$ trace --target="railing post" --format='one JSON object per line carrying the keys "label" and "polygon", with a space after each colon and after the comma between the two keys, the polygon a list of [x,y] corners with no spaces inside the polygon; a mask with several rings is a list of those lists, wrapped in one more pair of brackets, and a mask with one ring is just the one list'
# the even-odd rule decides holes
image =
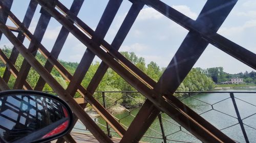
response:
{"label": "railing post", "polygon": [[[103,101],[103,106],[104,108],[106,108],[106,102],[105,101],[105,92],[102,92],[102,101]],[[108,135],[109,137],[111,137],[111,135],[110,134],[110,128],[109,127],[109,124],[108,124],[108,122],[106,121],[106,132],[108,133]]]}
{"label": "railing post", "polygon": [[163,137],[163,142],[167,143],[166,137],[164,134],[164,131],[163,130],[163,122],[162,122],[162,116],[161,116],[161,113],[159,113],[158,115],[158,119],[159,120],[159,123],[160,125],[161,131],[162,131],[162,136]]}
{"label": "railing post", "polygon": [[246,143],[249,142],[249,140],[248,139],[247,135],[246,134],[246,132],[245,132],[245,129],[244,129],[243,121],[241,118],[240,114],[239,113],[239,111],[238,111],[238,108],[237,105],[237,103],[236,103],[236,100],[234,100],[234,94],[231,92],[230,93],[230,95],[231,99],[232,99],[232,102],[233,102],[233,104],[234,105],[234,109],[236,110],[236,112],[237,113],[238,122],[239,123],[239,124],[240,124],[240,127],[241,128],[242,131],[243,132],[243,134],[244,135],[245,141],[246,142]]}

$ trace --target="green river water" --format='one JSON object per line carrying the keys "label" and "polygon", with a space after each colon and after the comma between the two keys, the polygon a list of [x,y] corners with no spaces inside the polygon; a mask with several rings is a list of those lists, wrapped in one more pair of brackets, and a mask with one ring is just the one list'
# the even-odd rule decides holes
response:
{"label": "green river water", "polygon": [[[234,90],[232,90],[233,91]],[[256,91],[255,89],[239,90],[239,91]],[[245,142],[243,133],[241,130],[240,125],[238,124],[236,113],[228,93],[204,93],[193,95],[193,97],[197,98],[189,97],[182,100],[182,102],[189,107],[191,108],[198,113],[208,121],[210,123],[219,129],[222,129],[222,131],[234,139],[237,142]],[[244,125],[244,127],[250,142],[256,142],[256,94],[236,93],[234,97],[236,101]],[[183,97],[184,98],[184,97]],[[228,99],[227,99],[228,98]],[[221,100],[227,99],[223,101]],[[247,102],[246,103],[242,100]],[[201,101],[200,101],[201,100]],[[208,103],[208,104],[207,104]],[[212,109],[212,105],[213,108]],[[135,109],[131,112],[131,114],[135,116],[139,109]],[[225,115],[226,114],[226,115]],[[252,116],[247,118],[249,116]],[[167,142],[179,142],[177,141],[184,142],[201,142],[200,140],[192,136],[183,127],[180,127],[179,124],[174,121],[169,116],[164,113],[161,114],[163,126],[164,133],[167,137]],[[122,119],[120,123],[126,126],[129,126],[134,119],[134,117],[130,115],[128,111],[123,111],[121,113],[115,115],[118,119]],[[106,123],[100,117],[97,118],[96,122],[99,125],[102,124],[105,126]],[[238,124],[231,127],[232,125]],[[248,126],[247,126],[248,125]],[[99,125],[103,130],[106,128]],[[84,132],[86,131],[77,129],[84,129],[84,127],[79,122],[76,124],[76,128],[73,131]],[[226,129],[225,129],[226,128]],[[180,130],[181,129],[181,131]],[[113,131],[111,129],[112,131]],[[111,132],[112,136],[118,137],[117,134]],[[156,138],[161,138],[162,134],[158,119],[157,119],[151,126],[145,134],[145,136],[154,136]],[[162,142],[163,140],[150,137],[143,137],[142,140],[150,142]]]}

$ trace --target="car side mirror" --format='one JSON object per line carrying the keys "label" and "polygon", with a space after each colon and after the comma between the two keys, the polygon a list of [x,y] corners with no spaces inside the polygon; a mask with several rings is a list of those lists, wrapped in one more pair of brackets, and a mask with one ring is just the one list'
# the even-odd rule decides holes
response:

+++++

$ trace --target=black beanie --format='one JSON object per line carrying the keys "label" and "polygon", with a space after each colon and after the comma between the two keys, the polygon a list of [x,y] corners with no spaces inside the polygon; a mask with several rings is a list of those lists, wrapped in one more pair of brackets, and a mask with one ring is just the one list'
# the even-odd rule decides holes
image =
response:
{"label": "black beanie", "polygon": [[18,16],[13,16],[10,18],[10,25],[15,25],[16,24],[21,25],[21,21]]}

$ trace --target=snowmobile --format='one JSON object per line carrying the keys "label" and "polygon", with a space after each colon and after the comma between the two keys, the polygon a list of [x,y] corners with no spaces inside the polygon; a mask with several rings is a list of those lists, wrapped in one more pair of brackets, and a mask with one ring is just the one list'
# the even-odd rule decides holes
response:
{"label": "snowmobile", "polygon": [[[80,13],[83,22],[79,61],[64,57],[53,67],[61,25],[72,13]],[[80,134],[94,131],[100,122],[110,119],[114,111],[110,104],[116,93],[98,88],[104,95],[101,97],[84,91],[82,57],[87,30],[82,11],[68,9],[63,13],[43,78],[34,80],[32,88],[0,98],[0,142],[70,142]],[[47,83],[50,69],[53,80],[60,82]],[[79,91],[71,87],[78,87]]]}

+++++

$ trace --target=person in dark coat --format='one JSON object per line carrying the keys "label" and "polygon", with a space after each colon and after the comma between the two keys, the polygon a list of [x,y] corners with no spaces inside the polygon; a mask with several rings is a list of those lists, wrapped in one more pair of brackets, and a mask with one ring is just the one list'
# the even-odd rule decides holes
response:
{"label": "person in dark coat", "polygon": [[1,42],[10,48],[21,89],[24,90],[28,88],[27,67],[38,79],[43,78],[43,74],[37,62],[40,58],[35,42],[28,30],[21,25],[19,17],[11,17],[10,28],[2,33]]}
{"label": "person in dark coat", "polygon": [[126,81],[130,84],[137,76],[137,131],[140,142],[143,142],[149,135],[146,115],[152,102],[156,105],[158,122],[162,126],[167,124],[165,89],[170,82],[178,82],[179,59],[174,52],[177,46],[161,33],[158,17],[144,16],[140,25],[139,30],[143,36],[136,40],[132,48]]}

+++++

• _STATED PROBLEM_
Identify each line of the data above that contains the word "comma" and copy those lines in full.

• _OUTPUT OF THE TASK_
$ trace --target="railing post" --format='one JSON object per line carrying the keys "label" and "polygon", with a space after each colon and after the comma between the two keys, the polygon a list of [x,y] corners with no spaces inside the polygon; a mask with several rings is a list of those lists, wrapped in one more pair of brackets, and a mask with one ring is just the one list'
$ trace --target="green river water" --format='one JSON object per line carrying the keys "label" and "polygon", with a space after each colon and after the comma between the two keys, the polygon a list of [x,y] corners with no spaces inside the polygon; a mask with several rings is a list of those lists, wrapped in one more pair of brackets, and a mask with one ring is just the one list'
$ trace --target="car side mirror" --format='one JSON object per line carrying the keys "label" and "polygon", with a space after each colon and after the comma between the two keys, the polygon a list of [x,y] corners with no spaces inside the polygon; a mask with several rings is a list of those lists, wrapped in one more pair of brackets, and a mask with one ring is just the one list'
$ trace --target=black beanie --format='one JSON object per line carrying the keys "label" and "polygon", with a space after each colon and after the comma between the two keys, the polygon a list of [x,y] corners with no spaces inside the polygon; a mask with several rings is a list of those lists, wrapped in one more pair of brackets, and a mask with one ring is just the one list'
$ trace --target=snowmobile --format='one JSON object per line carrying the keys "label" and "polygon", with a space after each colon and after the comma between the two keys, the polygon a list of [x,y] corners with no spaces inside the polygon; a mask with several rings is a list of those lists, wrapped in one more pair of brackets, and a mask with one ring is just the one list'
$ trace --target=person in dark coat --format='one JSON object per line carrying the keys "label" and "polygon", with a space after each colon and after the comma between the two keys, the polygon a list of [x,y] corners with no spaces inside the polygon; a mask with several rings is a list of those lists, wrapped in one more pair of brackets, and a mask with one ring is just the one list'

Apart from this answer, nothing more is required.